--- INSTRUCTIONS FOR THE TASK ---
Print every one of the rows below word for word, with nothing changed.

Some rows
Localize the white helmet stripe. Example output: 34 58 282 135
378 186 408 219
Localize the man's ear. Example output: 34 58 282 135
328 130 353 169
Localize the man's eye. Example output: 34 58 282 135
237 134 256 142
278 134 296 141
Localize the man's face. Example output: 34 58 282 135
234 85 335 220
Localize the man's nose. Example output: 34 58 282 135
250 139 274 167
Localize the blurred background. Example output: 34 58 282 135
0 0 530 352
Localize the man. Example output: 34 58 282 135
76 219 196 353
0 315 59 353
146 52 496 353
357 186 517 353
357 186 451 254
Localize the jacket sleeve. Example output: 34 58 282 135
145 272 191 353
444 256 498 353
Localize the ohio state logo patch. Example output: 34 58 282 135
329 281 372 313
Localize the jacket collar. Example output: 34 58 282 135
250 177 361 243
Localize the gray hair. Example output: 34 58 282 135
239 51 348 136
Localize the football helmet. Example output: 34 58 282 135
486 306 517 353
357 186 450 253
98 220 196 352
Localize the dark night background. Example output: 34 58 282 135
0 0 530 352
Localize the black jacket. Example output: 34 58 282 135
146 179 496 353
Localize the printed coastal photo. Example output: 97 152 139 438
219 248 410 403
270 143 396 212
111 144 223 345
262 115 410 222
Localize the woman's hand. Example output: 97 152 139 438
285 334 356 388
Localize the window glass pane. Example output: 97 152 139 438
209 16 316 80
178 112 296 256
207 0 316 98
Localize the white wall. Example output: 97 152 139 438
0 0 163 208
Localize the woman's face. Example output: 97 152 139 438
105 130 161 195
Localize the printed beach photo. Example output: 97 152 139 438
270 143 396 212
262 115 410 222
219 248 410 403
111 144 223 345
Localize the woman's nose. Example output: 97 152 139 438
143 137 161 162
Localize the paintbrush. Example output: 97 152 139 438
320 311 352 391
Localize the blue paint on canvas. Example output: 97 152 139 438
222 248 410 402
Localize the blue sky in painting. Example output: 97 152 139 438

--- OUTPUT FOR THIS EXERCISE ---
Localize the white helmet stripe. Example output: 34 58 282 135
378 186 408 219
Localize the man's ear. Example output: 34 58 282 135
328 130 353 169
Localize the man's eye. Example output: 34 58 282 135
237 134 256 142
278 134 296 141
Localize the man's face. Example output: 34 58 282 135
234 85 335 220
Localize the man's nose. Example output: 34 58 282 135
250 139 274 167
Localize the blurred background. Example output: 34 58 282 135
0 0 530 352
Localize the man. Example output: 34 58 282 135
76 219 196 353
0 315 59 353
146 52 496 353
357 186 517 353
357 186 451 254
Localize the jacket sleeve. Example output: 34 58 282 135
145 272 191 353
444 256 498 353
Localize the ohio state logo patch. Example output: 34 58 282 135
329 281 372 313
Localize the jacket collar. Example output: 34 58 282 135
250 177 361 243
Localize the gray hair. Example output: 34 58 282 135
239 51 348 136
Localize the football helmet. Example output: 34 58 282 135
486 306 517 353
357 186 450 253
98 220 196 352
Localize the dark night background. Example output: 34 58 282 135
0 0 530 352
Localize the black jacket. Example output: 34 58 282 135
146 179 496 353
Localize the printed coastal photo. Example output: 97 152 139 438
219 248 410 403
270 143 396 212
111 144 223 345
262 115 410 222
Localize the woman's hand. Example output: 97 152 139 438
285 334 356 388
Localize the window glass pane. Example output: 97 152 139 438
209 16 316 80
178 112 296 256
207 0 316 98
Localize the white wall. Example output: 97 152 139 438
0 0 163 208
Localize the woman's face. Example output: 97 152 139 438
105 130 161 195
Localize the printed beach photo. Example output: 97 152 139 438
270 143 396 212
262 115 410 222
219 248 410 403
111 144 223 345
Localize the woman's nose. Example output: 97 152 139 438
143 137 161 162
Localize the paintbrush. Example output: 97 152 139 438
320 311 352 391
Localize the blue paint on canvas. Example output: 97 152 139 438
222 248 410 402
Localize the blue sky in painting. Example output: 97 152 139 438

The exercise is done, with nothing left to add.